(Study questions):
A) From the interview with Tiru Raghavan, extract the passage from "Cubes, especially brown" to "me to play.".
B) According to the interview with Tiru Raghavan, which two suit colors in the older version of Loot were hard for him to tell apart?

*** Exercise text Section Begins ***

Tiru Raghavan (he/him, Athena’s Dad on Twitter) was born and raised in India. He came to the U.S. in 2010 for college and has been here ever since, now working as a Product Designer. As a colorblind gamer and photographer, Tiru brings an interesting perspective to the hobby.
When and how did you learn about your own color vision deficiency?
I was 26 years old. My glasses broke, and when I went in to get a new pair, I was told that my 4-year-old prescription needed to be updated with an eye exam. As a part of the test, the clinic (in Rochester, NY) also did the Ishihara Test where I was told to spot numbers. I couldn’t get past the fourth plate. I came to know later that color-blindness testing is not standard, and I am ever thankful to this eye clinic for diagnosing me.
What colors do you tend to confuse the most?
Purple and pink – oh my god – I cannot tell them apart for the life of me! Sometimes I cannot tell red and pink apart, and I also tend to mix dark red and shades of brown.
I can see red and green! When I tell people that I’m colorblind, this is the most common question that I get asked.
What’s the most difficult for you when playing games?
Cubes, especially brown and red. Sadly, almost all Euro games have at least one component with dark-red or brown cubes in them.
I also had a particularly hard time with a simple card game called Loot. The older version had four suits of cards – orange, green, dark blue, and purple. The blue cards were very similar to purple for me, and there was no other distinction on the cards to tell them apart. It was extremely painful for me to play.
What do you wish people would know about your vision deficiency?

*** Exercise text Section Ends ***
*** Data under study Section Begins ***

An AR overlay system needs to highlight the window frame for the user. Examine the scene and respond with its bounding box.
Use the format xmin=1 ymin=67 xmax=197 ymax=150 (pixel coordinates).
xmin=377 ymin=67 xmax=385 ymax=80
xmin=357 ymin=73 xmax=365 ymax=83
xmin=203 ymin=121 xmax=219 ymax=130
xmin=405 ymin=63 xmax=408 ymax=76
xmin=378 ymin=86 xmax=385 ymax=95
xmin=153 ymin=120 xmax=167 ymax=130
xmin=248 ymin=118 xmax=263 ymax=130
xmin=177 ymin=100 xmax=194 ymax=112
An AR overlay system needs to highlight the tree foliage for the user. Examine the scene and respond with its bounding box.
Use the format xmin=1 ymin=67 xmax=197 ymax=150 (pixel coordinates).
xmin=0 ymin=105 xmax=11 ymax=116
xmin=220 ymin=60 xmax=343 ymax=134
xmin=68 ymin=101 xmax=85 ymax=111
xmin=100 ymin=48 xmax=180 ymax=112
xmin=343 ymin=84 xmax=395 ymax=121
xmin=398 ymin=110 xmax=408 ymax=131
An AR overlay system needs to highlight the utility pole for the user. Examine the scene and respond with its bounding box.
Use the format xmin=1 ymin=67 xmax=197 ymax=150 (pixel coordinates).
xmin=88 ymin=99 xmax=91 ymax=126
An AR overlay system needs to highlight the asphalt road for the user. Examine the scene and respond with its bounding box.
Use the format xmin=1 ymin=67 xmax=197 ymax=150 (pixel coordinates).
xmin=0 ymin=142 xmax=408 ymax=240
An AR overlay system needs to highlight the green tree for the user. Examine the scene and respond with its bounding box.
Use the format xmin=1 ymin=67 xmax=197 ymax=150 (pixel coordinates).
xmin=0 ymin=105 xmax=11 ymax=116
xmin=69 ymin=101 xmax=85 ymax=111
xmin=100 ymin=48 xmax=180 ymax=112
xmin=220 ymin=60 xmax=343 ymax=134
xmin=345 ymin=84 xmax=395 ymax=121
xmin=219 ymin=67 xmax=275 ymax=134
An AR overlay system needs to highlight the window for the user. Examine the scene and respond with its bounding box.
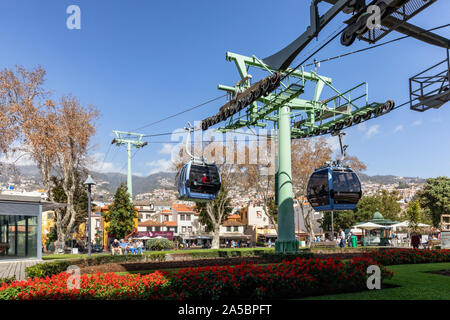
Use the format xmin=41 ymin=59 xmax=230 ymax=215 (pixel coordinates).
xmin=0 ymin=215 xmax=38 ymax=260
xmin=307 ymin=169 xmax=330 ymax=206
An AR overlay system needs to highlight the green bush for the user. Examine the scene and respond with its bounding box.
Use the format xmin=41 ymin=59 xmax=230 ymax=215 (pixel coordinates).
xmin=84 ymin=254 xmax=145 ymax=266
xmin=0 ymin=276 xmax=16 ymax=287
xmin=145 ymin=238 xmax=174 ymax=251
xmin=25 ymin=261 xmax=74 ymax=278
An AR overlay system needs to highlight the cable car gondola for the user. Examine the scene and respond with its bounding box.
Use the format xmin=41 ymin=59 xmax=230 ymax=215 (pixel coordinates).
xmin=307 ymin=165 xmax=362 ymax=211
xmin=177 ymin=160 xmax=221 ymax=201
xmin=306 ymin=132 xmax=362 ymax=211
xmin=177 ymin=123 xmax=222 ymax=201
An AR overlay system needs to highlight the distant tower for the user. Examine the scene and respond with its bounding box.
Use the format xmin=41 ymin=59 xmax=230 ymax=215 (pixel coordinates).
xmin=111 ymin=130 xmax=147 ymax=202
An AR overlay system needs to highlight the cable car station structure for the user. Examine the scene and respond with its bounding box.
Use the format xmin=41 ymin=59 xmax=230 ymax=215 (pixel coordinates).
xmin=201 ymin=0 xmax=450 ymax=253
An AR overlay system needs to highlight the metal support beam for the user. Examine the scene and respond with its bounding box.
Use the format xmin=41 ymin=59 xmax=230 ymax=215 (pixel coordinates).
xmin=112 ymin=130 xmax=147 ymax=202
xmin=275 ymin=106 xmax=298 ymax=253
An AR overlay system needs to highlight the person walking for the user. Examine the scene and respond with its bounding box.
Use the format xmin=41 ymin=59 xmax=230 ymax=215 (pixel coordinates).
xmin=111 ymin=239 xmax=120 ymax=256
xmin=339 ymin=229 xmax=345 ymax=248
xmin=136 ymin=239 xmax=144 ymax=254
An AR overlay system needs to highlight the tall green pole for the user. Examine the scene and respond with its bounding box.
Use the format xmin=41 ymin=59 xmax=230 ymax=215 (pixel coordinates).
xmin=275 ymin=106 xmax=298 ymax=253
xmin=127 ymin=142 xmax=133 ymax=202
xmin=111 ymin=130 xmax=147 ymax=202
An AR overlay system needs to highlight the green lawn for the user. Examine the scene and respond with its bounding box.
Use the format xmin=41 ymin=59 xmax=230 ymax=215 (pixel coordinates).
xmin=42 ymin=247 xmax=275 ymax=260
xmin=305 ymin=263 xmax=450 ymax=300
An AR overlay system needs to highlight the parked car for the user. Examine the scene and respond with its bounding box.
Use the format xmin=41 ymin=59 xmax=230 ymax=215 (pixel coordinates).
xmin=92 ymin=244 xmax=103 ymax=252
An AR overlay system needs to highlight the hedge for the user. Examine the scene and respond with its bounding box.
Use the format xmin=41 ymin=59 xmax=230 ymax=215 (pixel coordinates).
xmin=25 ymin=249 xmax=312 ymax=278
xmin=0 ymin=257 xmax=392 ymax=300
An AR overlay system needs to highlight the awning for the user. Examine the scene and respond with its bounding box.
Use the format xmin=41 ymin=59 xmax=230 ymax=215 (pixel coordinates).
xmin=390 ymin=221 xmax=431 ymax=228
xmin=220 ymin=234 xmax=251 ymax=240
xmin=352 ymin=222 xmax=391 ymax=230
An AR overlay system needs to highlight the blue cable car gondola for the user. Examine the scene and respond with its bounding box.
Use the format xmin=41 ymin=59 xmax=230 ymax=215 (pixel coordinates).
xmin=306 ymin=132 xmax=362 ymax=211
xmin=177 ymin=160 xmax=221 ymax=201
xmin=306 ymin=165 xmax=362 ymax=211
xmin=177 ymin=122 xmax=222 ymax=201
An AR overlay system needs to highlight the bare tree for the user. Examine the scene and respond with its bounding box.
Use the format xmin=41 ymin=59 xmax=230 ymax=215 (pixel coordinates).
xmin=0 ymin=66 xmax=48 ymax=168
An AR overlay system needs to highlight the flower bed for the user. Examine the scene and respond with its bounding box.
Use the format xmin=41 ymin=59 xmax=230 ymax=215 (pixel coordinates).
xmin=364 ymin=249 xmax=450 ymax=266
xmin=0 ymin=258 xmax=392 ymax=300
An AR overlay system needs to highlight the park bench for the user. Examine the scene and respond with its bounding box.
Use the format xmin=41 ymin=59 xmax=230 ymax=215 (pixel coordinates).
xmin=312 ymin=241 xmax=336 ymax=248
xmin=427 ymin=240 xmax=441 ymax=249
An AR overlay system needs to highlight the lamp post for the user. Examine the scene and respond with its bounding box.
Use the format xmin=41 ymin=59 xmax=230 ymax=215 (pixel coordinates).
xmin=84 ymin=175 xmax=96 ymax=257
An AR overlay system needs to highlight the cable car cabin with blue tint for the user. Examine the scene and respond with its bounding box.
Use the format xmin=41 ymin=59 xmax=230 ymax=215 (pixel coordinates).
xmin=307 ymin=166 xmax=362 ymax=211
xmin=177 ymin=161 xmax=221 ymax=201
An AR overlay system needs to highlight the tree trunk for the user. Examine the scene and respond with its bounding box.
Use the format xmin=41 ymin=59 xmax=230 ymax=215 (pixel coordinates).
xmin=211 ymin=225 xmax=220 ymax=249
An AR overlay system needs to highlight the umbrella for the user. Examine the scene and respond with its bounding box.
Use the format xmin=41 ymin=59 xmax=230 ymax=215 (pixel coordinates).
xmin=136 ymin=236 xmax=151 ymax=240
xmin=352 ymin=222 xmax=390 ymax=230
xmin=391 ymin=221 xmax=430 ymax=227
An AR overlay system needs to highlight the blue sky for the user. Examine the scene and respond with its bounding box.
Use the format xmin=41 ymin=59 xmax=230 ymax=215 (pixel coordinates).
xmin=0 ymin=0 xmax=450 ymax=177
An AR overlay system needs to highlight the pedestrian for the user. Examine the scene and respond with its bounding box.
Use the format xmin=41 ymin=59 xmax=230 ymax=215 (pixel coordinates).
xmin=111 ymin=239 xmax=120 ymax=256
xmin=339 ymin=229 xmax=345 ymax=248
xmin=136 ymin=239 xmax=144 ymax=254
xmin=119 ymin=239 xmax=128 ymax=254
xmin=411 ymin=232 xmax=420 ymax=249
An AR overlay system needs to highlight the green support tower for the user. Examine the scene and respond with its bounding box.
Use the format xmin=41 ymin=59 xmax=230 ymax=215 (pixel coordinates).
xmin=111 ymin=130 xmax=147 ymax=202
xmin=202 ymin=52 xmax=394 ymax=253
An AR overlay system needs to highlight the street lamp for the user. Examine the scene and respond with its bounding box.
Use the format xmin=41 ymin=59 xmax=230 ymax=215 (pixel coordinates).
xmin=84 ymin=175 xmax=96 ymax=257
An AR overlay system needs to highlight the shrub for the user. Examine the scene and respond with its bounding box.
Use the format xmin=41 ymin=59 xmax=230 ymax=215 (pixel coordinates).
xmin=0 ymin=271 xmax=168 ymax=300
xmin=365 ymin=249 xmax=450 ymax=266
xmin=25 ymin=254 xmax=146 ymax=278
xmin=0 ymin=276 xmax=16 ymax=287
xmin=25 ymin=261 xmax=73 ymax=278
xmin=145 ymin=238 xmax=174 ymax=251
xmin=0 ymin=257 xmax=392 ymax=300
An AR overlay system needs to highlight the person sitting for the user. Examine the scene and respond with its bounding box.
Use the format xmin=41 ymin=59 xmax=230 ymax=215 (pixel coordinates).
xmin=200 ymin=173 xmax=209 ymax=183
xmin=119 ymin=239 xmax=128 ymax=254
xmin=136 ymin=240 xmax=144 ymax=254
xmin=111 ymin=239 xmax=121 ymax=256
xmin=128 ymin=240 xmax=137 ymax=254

*** Data under study Section Ends ***
*** Data under study Section Begins ***

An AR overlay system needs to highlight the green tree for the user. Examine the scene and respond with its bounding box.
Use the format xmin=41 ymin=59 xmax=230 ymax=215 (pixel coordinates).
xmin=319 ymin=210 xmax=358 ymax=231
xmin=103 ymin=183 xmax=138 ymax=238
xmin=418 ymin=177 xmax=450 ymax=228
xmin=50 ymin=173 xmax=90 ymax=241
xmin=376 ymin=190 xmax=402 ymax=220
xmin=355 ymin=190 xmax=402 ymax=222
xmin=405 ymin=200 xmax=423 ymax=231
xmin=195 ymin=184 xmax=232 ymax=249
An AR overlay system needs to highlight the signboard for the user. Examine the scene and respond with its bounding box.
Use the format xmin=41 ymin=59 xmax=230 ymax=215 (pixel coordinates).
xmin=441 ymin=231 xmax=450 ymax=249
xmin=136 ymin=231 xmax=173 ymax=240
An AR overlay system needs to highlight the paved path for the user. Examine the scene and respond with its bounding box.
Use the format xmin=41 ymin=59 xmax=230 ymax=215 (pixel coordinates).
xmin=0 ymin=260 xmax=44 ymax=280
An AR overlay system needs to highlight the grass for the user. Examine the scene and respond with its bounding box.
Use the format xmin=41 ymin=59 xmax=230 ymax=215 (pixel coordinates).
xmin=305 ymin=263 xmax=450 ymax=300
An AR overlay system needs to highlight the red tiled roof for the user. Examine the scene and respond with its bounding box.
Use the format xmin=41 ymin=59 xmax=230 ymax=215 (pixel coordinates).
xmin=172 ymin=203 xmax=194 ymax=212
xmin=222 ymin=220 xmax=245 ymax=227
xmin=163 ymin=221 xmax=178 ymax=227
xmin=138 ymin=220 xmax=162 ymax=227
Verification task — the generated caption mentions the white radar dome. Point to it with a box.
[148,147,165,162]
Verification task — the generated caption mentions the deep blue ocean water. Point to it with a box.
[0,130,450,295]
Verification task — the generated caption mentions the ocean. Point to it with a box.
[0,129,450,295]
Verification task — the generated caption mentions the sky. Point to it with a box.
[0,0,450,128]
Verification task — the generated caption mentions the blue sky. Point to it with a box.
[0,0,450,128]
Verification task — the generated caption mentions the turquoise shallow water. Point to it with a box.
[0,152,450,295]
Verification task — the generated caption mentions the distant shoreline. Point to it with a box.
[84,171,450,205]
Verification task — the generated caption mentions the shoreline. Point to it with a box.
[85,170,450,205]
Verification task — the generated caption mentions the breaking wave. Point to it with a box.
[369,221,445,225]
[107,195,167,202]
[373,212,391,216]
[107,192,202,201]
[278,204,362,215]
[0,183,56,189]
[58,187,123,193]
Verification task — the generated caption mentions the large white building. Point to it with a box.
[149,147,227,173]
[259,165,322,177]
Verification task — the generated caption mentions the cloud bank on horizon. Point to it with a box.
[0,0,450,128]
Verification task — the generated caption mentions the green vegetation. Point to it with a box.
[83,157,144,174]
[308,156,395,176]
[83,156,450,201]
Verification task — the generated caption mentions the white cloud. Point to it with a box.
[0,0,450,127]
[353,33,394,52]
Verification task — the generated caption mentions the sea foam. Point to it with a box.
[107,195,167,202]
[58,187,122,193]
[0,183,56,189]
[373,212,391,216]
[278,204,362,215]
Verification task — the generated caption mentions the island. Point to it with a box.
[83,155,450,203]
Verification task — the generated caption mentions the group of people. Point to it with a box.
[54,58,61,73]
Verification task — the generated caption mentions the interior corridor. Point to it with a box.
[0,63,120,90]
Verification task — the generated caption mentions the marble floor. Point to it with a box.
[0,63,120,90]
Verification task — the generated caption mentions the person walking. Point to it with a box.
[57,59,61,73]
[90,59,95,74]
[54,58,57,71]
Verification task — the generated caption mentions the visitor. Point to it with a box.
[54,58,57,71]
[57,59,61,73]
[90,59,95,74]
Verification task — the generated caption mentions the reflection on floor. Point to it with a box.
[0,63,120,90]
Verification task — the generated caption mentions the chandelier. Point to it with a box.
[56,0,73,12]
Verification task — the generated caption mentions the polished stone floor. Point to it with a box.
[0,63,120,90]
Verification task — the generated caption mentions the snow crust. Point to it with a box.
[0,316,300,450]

*** Data under study Section Ends ***

(Solutions in order):
A)
Cubes, especially brown and red. Sadly, almost all Euro games have at least one component with dark-red or brown cubes in them.
I also had a particularly hard time with a simple card game called Loot. The older version had four suits of cards – orange, green, dark blue, and purple. The blue cards were very similar to purple for me, and there was no other distinction on the cards to tell them apart. It was extremely painful for me to play.

B) Dark blue and purple.